[TASK STATEMENT] Carry none of the pictures over; set down the material below exactly.

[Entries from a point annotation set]
•••
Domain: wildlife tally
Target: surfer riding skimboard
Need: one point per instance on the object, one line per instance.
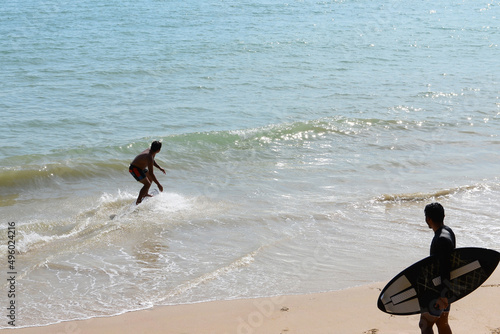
(141, 169)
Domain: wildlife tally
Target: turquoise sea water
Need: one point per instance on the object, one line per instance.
(301, 141)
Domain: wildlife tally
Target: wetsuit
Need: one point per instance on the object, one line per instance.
(442, 245)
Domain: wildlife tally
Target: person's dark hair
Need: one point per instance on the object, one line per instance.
(156, 146)
(435, 211)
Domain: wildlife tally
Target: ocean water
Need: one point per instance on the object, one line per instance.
(301, 142)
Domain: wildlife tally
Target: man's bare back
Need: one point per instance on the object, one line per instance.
(142, 169)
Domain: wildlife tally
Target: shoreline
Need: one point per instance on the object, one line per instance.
(346, 311)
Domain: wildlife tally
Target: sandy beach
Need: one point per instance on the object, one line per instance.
(348, 311)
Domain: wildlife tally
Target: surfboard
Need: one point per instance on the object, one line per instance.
(415, 289)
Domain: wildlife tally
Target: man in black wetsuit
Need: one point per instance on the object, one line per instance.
(442, 245)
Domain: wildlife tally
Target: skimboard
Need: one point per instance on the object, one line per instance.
(415, 289)
(134, 206)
•••
[TASK SOLUTION]
Domain: wildlife tally
Target: surfer riding skimboard
Need: one point per instance on the object, one line per instance.
(141, 169)
Domain: wildlife tally
Target: turquoise sea water
Need: one point per instance on the object, one line per instance.
(301, 141)
Domain: wildlife tally
Target: wetsuit
Need: one point per instance on the object, one line per instance.
(442, 245)
Domain: wildlife tally
Target: person's dark hair
Need: one point per instance on the object, one line per instance.
(156, 146)
(435, 211)
Domain: wildlife tally
Target: ocean water
Need: one point per instance on the object, one line per instance.
(301, 142)
Domain: wildlife tally
Target: man's bare back
Need: one point per instance on the object, one line per instance.
(142, 169)
Domain: wildlife tally
Target: shoreline
Need: one point per instance on the object, one line per instance.
(346, 311)
Domain: wildlife tally
Target: sandy beach
Need: one point per instance on the object, one line per instance.
(348, 311)
Domain: wildlife tally
Target: surfboard
Need: one point per instance on the object, one line per instance.
(415, 289)
Domain: wildlife tally
Target: man in black wetsuit
Need: one point per instance on the object, one line per instance.
(442, 245)
Domain: wildlife tally
Target: skimboard
Need: one point per instance on the object, one line per instance.
(415, 289)
(134, 206)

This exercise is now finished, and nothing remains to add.